◆ Written instruction ◆
Give again, word for word, only the lines from the one containing "For the benchmark, mark every instance of the short" through the final line.

◆ The data ◆

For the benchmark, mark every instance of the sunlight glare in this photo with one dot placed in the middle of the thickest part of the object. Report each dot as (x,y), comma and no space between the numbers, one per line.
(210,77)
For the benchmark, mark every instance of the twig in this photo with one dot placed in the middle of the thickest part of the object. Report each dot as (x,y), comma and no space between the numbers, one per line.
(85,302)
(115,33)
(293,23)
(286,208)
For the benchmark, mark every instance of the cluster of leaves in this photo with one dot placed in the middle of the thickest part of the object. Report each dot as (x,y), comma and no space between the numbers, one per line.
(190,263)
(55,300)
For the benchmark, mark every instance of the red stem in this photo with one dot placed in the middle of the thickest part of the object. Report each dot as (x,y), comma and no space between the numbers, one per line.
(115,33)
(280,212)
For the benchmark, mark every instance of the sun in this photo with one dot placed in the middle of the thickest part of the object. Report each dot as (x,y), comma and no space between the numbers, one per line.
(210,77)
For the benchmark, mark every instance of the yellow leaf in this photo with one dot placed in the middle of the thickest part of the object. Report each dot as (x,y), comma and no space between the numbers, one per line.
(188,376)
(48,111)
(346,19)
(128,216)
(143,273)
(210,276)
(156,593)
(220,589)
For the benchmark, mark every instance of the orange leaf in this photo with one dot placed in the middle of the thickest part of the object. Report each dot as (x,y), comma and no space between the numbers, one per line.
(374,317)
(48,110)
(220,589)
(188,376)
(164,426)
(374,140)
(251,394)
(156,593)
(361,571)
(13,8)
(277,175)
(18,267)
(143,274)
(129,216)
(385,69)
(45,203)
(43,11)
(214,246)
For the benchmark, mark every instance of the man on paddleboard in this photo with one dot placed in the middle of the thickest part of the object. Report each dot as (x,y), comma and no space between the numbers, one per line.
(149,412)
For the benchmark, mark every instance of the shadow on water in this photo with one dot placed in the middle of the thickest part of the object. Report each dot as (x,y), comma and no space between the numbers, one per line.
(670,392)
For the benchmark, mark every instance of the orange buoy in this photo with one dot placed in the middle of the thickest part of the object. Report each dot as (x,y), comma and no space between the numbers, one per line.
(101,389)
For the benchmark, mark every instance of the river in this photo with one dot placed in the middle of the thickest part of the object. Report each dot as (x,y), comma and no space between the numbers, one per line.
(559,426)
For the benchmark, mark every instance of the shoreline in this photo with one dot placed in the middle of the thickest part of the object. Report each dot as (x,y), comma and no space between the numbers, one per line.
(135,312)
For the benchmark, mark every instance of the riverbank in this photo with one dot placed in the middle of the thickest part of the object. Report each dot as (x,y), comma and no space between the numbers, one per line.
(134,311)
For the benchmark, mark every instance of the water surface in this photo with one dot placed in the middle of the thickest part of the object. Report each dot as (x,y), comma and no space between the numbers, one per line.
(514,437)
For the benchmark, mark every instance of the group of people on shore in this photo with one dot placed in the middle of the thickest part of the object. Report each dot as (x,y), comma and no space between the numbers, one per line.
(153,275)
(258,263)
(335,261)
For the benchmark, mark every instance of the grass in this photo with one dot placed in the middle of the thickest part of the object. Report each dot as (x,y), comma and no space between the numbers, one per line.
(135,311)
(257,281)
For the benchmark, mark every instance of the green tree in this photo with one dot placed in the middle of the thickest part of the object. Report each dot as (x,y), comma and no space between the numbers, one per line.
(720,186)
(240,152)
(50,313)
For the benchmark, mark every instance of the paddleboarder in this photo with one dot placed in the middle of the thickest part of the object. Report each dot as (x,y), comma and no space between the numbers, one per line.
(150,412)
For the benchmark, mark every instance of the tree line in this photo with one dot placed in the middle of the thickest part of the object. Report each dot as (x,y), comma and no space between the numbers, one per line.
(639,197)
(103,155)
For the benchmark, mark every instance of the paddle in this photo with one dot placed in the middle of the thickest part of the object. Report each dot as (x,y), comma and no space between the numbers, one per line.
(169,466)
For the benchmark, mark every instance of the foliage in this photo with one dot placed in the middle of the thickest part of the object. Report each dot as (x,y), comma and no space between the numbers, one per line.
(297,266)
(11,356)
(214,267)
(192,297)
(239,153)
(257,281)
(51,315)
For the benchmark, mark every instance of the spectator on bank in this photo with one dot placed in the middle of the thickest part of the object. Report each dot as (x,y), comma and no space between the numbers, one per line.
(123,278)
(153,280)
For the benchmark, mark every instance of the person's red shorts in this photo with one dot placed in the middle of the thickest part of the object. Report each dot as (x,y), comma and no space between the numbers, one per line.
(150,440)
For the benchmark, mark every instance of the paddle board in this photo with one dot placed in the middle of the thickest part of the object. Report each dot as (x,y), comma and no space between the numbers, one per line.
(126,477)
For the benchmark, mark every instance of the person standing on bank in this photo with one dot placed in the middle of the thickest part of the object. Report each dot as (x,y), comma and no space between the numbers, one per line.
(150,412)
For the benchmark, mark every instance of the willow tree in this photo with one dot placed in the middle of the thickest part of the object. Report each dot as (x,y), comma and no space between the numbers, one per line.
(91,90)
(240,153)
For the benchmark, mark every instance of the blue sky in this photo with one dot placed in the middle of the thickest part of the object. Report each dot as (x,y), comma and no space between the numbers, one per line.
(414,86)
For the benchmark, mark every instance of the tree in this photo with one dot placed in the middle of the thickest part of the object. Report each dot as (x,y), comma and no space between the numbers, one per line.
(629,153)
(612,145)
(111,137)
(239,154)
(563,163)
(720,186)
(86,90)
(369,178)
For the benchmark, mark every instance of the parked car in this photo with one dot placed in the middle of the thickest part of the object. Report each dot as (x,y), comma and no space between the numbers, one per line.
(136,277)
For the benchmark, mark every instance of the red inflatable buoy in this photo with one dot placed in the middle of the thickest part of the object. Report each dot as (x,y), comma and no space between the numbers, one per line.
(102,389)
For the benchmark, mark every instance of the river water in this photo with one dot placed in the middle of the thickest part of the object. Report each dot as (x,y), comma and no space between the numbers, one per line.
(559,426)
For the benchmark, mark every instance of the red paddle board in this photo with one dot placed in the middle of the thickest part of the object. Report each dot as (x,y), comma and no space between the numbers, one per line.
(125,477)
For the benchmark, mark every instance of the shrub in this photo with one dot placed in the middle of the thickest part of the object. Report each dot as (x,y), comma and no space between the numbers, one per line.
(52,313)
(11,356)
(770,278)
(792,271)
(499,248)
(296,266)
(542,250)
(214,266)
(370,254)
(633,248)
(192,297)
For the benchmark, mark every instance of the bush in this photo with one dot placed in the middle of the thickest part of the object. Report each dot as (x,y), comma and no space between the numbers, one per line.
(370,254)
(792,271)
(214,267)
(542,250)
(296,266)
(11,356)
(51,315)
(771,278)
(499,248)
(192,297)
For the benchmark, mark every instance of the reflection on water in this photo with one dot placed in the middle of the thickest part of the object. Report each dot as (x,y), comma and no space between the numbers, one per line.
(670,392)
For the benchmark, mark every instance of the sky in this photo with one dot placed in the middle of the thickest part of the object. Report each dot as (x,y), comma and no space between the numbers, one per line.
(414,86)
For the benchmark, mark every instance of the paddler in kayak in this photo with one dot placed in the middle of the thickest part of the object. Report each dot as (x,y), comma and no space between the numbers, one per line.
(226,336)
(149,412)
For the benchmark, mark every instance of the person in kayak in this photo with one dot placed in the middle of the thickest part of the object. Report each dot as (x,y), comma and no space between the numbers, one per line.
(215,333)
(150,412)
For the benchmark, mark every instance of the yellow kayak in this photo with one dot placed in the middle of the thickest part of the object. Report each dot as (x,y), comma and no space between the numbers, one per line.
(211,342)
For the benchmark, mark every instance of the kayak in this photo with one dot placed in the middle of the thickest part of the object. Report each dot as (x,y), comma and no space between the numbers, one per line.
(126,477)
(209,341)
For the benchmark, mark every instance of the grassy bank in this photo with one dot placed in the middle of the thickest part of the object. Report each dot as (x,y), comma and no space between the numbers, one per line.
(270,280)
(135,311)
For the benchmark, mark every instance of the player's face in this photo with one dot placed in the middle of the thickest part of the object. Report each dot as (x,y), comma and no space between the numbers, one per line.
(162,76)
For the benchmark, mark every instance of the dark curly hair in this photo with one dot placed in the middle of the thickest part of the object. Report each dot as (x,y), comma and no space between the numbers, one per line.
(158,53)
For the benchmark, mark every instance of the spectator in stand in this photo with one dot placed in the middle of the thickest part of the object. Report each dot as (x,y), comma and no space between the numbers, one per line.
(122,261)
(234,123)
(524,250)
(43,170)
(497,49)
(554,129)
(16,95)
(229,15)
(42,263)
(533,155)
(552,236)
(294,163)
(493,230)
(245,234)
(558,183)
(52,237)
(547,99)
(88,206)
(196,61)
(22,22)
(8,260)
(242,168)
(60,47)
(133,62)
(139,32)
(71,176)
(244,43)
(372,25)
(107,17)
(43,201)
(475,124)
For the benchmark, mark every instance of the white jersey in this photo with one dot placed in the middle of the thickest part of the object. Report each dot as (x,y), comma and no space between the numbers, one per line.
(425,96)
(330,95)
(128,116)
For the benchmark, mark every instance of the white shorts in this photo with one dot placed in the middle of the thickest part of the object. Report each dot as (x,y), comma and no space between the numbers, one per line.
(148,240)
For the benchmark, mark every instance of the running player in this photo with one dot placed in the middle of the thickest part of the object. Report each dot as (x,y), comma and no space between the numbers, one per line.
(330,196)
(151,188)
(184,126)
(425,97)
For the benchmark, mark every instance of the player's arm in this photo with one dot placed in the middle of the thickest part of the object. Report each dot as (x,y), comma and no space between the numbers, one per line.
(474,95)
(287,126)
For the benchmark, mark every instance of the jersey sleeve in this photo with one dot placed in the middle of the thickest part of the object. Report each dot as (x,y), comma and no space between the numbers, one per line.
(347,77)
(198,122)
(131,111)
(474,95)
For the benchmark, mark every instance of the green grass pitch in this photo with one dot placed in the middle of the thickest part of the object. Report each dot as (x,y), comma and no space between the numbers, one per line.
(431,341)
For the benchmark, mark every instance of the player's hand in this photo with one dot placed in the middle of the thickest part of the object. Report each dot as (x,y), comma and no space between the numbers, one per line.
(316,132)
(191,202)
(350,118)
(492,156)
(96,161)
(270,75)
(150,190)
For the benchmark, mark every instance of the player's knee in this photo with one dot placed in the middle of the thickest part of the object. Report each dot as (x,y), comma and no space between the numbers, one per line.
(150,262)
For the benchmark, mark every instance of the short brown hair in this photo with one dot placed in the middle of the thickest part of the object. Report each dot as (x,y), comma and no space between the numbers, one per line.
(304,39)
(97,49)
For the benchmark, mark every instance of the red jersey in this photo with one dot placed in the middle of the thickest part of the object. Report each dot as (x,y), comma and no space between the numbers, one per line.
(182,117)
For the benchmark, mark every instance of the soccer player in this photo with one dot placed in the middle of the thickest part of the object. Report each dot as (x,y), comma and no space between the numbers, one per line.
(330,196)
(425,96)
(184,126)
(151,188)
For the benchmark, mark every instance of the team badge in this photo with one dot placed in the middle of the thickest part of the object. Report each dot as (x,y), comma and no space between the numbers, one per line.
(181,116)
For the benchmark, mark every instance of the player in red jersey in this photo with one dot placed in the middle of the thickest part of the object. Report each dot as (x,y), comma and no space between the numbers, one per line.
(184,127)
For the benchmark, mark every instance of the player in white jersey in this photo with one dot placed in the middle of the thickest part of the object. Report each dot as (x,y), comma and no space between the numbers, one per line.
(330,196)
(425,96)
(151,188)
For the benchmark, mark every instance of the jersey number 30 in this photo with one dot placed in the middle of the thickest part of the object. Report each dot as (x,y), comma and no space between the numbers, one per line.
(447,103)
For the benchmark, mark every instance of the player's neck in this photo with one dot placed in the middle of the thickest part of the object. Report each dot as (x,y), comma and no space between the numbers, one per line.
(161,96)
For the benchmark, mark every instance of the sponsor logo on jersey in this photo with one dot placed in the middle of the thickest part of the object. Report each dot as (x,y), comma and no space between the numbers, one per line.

◆ Full response ◆
For the benchmark, mark every instance of the short brown hair in this photo with one dot placed in the middle of the thickest part of the object. Report each dot as (x,y), comma and no space between the numbers, one per line.
(304,39)
(97,49)
For the benchmark, mark every instance of the red jersey in this photo with one dot placed in the middle of the thickest part of the object. Report each dot as (x,y), comma and no space between the numbers, one per line.
(182,117)
For the benchmark, mark every instance of the soccer player in this photo with one dot placed in the middle of the thickest part of the object. Report each dot as (x,y), comma and no space between the numbers, one per line.
(330,196)
(425,96)
(184,126)
(151,188)
For the benchmark, mark every instance of the team badge in this photo with one dot placed in the middle of the thickest part of the object. Report each dot as (x,y), comma and no space between the numbers, one per line.
(181,116)
For the benchmark, mark every instance of the player in red jersey in this photo with one dot placed in the middle of the thickest part of the object. Report each dot as (x,y), comma and no space between the numbers, one per line.
(184,127)
For the benchmark, mark every instance of the player in white jersey in this photo with one dot placed in the middle of the thickest part of the object. Report each dot as (x,y), comma and no space between the numbers, one per line.
(330,196)
(425,96)
(151,188)
For the benchmark, mark every instance of the jersey number 30 in this photo with one dot placed in the middle of the thickest part of the object. Report each dot as (x,y), comma and no space between the numbers, one per line.
(447,103)
For the benchmark, mark every instance of the player's neck in this photo with one dot placed in the middle of the thickest part of the object. Report each dot as (x,y), comma and no space between the numbers, one per line.
(161,96)
For the benchmark, mark every instance of the sponsor logo on jersey in this photo with one dot placed in the middle of the thickest part of the object. Report each dot as (x,y), comma and no space between the numbers, one per line.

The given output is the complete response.